STATED PROBLEM A |
Answer these about the testimony on District of Columbia home rule, marking each answer (i), (ii), (iii) as below:
(i) Which bill does the speaker say they cosponsored?
(ii) How many American citizens does the speaker say are denied the right to decide what local taxes they pay?
(iii) What home town does the speaker name?
STATED PROBLEM B | Can you carry the testimony on District of Columbia home rule forward from its final sentence?

SOURCE EXTRACT |
************

I am happy to appear today in support of the proposed legislation to restore the rights of home rule to the citizens of the District of Columbia.

As you know, Mr. Chairman, I have had the privilege to be, along with yourself and other Senators, a cosponsor of S. 656, just as I was a supporter last year of similar legislation.

The present government of the District of Columbia is an antique curiosity, surviving from more leisurely days, when Washington was still little more than a good-sized village, and when Congress had more time to consider the regulation of starlings and goats.

The commission government, from the first, involved an ironical denial of the fundamental American right of self-government in the capital of the American democracy. Under present conditions, the use of Congress as a local legislature for the District is also an imposition on Congressmen and their constituents.

As the proclaimed champion of democracy in a world of conflict, and also the proclaimed champion of representative government, this country cannot afford the luxury of undemocratic aberrations in its form of government.

So long as we put up with the arbitrary rule of American citizens by persons in whose selection they have no part, we are vulnerable to criticism as being inconsistent and, if I may be equally frank, hypocritical.

It makes no difference how clean the streets of Washington may be or how wide its boulevards or how free from graft, the commission government remains a form of carpetbag rule. That 800,000 American citizens should today be denied the right to decide what local taxes they should pay, and how such taxes are to be expended would, I think, be a cause for astonishment to most of the people of the United States if it were widely known.

May I just digress for a moment: I cannot imagine, in view of my somewhat limited and yet intensive experience as a municipal official and, by the way, our distinguished chairman is likewise a former mayor of a fine city-I cannot imagine what would happen in my home town of Minneapolis, Minn., if one would impose the tax upon us, a local tax, where the representatives of the people in that locality had absolutely nothing to say about it.

First of all, just to get any kind of a tax is a major municipal operation. To think that you can get anyone to pay the tax if it were not imposed by the will of the people through their elected representatives, is something that goes far beyond any experience that I have ever known in municipal government.

I am sure that out in the Midwest, and I am sure that that includes the great western State of West Virginia, that such action of taxation without representation would again stir up a new Boston Tea Party. The CHAIRMAN. Precisely.

Senator HUMPHREY. From a congressional point of view, it is hardly less important that some of us have to spend, as members of District committees of the two Houses, a very large part of our time

on purely local matters, and that all of us share responsibilities for decisions on such matters when they come to the floors of the Congress. It is absurd that the time of Congressmen, men elected to govern in the Government of the United States of America, and men who have great responsibility to their own constituency from their own districts, it is absurd that that time should be spent on most of the subjects of District legislation.

************

DATASET ROWS |
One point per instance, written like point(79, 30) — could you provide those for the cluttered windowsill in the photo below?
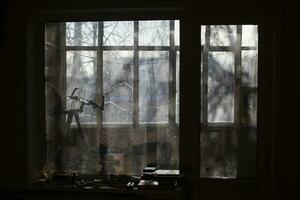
point(151, 179)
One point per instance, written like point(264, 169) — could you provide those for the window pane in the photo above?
point(249, 108)
point(153, 86)
point(154, 33)
point(118, 86)
point(249, 68)
point(203, 29)
point(249, 35)
point(229, 131)
point(81, 74)
point(218, 154)
point(220, 87)
point(82, 33)
point(118, 33)
point(222, 35)
point(134, 130)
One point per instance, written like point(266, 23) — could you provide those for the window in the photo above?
point(229, 101)
point(112, 96)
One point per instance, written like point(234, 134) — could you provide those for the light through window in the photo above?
point(112, 96)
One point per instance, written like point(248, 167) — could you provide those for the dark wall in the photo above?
point(13, 53)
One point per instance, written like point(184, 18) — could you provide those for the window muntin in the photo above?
point(133, 64)
point(228, 101)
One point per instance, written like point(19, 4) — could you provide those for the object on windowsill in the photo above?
point(63, 178)
point(149, 173)
point(147, 184)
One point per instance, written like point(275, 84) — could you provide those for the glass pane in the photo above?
point(203, 29)
point(228, 142)
point(154, 33)
point(249, 68)
point(221, 87)
point(82, 33)
point(249, 35)
point(177, 33)
point(118, 86)
point(134, 129)
point(249, 108)
point(222, 35)
point(153, 86)
point(218, 154)
point(118, 33)
point(81, 74)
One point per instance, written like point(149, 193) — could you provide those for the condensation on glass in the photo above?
point(129, 67)
point(228, 101)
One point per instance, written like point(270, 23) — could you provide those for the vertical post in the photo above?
point(204, 89)
point(237, 96)
point(99, 86)
point(136, 76)
point(172, 77)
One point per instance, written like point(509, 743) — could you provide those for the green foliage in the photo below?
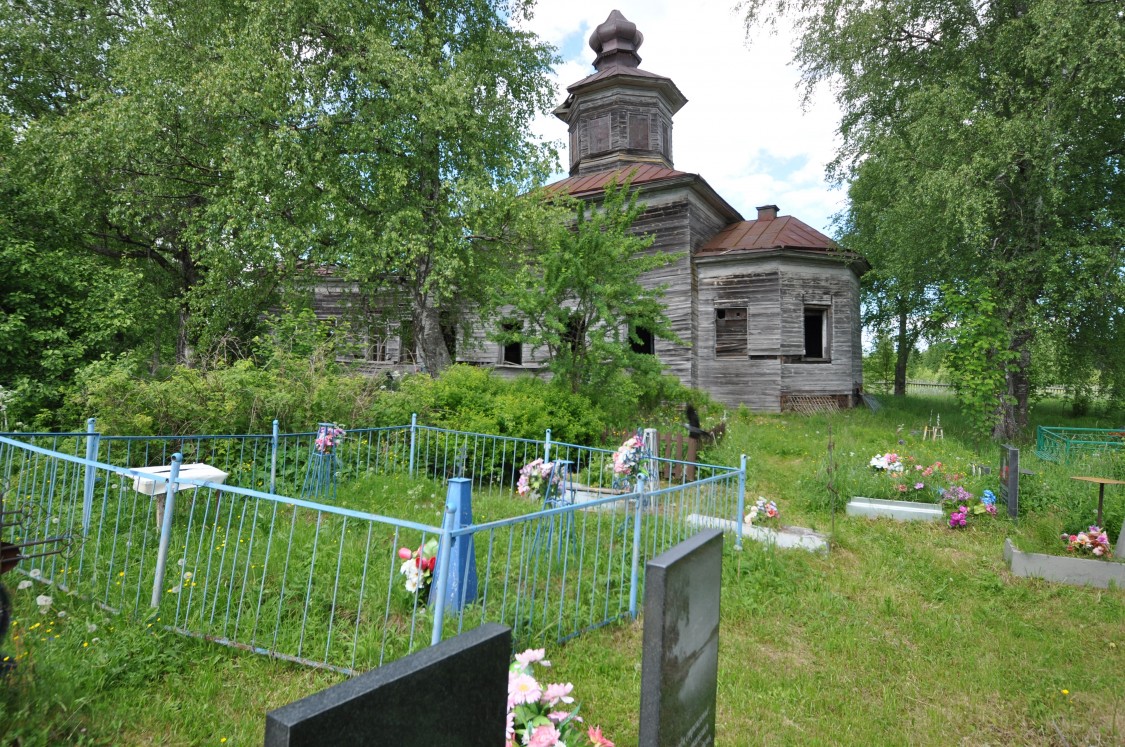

************

TASK RESPONSE A |
(i) S. 656
(ii) 800,000
(iii) Minneapolis, Minn.

TASK RESPONSE B |
Now, I believe Senator Monroney spoke or testified before this committee, and I know that Senator Monroney is one of the outstanding experts in our Congress on the matter of expediting the work of our Congress, and on improving the rules that pertain to the control of congressional legislative matters, and while I did not have a chance to hear the testimony of Senator Monroney, I have spoken to him about this, and I know that he feels that one way that we could improve the working of Congress, to expedite its work, particularly on the great issues that affect our country, is to support home rule for the District of Columbia, to get this minutia of detail the small local ordinances, which ought to be handled by a city council, away from the committees of Congress and from the floor of the Senate and the floor of the House.

These subjects do not affect the national interest in the capital. The subject which the Congress legislates on, that pertains to the District of Columbia, most of these subjects would be handled in our own constituencies at the level of a city or a town council.

I know that the home rule bill before this committee will remedy both of the existing defects to which I have referred.

Only by such system as is provided in the bill for the adoption of legislative proposals by the city council and their enactment into law in the absence of a congressional or Presidential veto, can Congress and the President be relieved of the present ridiculous responsibility for District legislation.

Mr. Chairman, I want to say this: Here is a period in human history when our President is beseiged by tremendous problems of world-wide importance, and great problems of domestic importance, this whole picture of wage stabilization, economic stabilization, the whole program of defense mobilization, this vast and intricate problem of our foreign relations.

Then, to think that the President of the United States has got to take time out of his day to act as a mayor for the District of Columbia is incredible, utterly incredible.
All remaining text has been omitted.